(Excerpts of pointing data)

* Start *

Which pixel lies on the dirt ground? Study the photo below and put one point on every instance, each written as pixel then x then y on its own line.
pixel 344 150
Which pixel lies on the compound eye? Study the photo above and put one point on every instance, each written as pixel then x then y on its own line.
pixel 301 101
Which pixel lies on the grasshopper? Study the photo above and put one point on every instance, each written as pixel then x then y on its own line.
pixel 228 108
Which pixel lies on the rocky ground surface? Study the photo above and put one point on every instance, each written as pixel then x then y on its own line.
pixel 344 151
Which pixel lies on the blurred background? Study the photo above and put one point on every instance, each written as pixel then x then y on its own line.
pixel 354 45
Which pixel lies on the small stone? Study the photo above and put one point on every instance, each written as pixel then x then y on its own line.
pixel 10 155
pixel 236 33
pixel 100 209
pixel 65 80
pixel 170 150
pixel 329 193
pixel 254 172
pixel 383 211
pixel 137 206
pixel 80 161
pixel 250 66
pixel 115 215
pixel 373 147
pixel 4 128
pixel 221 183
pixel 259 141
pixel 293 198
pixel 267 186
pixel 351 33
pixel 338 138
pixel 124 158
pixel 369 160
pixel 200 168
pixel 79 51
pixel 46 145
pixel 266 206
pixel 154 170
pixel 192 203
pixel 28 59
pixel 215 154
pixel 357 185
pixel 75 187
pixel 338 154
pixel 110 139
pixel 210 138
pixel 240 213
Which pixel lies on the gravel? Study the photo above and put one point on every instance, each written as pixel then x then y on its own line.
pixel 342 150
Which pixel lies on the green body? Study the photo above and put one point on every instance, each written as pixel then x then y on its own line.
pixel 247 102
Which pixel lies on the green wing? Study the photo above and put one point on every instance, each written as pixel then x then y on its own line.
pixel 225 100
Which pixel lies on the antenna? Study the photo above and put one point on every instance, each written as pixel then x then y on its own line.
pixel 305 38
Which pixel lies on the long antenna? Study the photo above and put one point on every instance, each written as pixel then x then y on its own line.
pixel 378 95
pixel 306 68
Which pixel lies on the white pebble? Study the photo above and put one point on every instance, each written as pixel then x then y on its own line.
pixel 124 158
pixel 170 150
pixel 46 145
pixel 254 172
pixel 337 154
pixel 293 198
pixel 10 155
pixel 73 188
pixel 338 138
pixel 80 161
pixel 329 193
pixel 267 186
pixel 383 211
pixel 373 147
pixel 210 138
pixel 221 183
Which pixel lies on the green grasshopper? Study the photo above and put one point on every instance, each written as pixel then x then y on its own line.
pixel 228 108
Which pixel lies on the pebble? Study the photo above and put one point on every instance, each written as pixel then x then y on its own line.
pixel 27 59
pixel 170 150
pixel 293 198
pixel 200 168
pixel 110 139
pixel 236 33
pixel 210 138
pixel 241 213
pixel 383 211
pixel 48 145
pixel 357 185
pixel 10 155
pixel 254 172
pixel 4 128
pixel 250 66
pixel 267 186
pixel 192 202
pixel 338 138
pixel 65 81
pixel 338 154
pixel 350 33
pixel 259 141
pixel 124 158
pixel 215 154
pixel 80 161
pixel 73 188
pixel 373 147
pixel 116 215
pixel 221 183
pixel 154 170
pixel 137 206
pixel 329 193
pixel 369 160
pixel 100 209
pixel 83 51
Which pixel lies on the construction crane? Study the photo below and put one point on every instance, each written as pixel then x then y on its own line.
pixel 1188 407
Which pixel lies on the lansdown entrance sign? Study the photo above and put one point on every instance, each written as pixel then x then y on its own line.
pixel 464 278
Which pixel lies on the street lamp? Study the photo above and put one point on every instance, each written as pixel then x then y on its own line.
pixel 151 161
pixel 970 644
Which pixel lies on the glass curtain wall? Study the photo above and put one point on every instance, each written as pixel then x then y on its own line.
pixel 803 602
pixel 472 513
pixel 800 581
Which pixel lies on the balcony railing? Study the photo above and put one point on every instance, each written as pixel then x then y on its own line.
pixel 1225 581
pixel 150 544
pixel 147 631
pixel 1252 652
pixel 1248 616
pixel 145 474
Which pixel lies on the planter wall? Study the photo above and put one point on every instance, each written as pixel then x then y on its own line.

* End *

What this task involves>
Generate an exact reproduction of all entries.

The response>
Which pixel lies on the dirt ground? Study the photo below and put one point on every instance, each written as pixel then x then y on its own line.
pixel 344 150
Which pixel lies on the compound eye? Study the photo above and put one point on every instance, each written as pixel then x then y on its own line.
pixel 301 101
Which pixel lies on the grasshopper? Study the photo above and put one point on every instance, each written as pixel then x then y on its own line.
pixel 228 108
Which pixel lies on the rocky ground surface? Study the photo above and put one point on every instance, each written as pixel then x then y on its own line.
pixel 344 151
Which pixel lies on the blurred background? Study the photo above and put one point on every instance, each written as pixel then x then y on its own line.
pixel 354 45
Which pixel lies on the small stone? Study the photo above and put one point on every instance, each written as pixel then x then y on its own line.
pixel 10 155
pixel 236 33
pixel 100 209
pixel 65 80
pixel 170 150
pixel 329 193
pixel 254 172
pixel 383 211
pixel 137 206
pixel 80 161
pixel 250 66
pixel 115 215
pixel 373 147
pixel 4 128
pixel 221 183
pixel 259 141
pixel 293 198
pixel 267 186
pixel 351 33
pixel 338 138
pixel 124 158
pixel 369 160
pixel 200 168
pixel 79 51
pixel 46 145
pixel 266 206
pixel 154 170
pixel 192 203
pixel 28 59
pixel 215 154
pixel 357 185
pixel 75 187
pixel 338 154
pixel 110 139
pixel 210 138
pixel 240 213
Which pixel lies on the gravel? Study the photo above and put one point on every instance, each written as pixel then x then y on its own line.
pixel 342 150
Which pixel lies on the green body? Study the photo above and put one point on every instance, each written as pixel then x then y on its own line.
pixel 247 102
Which pixel lies on the green wing? Study the photo above and put one point on every instance, each written as pixel then x then y on its own line.
pixel 225 100
Which pixel lies on the antenna? Study the photo above and put one point on every instance, each written as pixel then x then y on its own line.
pixel 305 38
Which pixel lies on the long antenna? Study the photo above and put one point on every instance, each written as pixel then x then y on its own line.
pixel 378 95
pixel 306 68
Which pixel lies on the white pebble? Study the photo above and put one point on every instance, each written as pixel then x then y on its own line.
pixel 124 158
pixel 170 150
pixel 46 145
pixel 254 172
pixel 337 154
pixel 293 198
pixel 10 155
pixel 73 188
pixel 338 138
pixel 80 161
pixel 329 193
pixel 267 186
pixel 383 211
pixel 373 147
pixel 210 138
pixel 221 183
Which pixel lies on the green grasshopper? Study the photo above and put one point on every instance, each written as pixel then x then y on its own line.
pixel 228 108
Which pixel lies on the pebble? Study the photo above and put one point on every instance, each written as pixel then x then y on its own line.
pixel 27 59
pixel 170 150
pixel 293 198
pixel 200 168
pixel 110 139
pixel 236 33
pixel 210 138
pixel 241 213
pixel 383 211
pixel 48 145
pixel 357 185
pixel 10 155
pixel 254 172
pixel 4 128
pixel 250 66
pixel 267 186
pixel 192 202
pixel 338 138
pixel 65 81
pixel 338 154
pixel 350 33
pixel 259 141
pixel 124 158
pixel 215 154
pixel 80 161
pixel 73 188
pixel 373 147
pixel 116 215
pixel 221 183
pixel 154 170
pixel 137 206
pixel 329 193
pixel 369 160
pixel 100 209
pixel 83 51
Which pixel lies on the construction crane? Study the photo below and put one point on every instance, each written as pixel then x then y on its own line.
pixel 1188 407
Which pixel lies on the lansdown entrance sign? Study the photo above and put one point on every instance, each written as pixel then x then y on its own line.
pixel 464 278
Which pixel lies on the street lamp? Study the photo above and put one point on every instance, each written as pixel then x then y on its own line.
pixel 151 161
pixel 970 644
Which pixel lies on the glass curtain wall? Study the photo above and put one point on every instance, each written as pixel then x then y on its own line.
pixel 803 602
pixel 472 513
pixel 800 581
Which pixel lies on the balcony railing? Study the photo above and put one point on every instance, each written as pixel then x then y on its own line.
pixel 1225 581
pixel 150 544
pixel 147 631
pixel 1252 652
pixel 1248 616
pixel 145 474
Which pixel lies on the planter wall? Study the photo above and put one point on every instance, each written as pixel then x then y on its own line.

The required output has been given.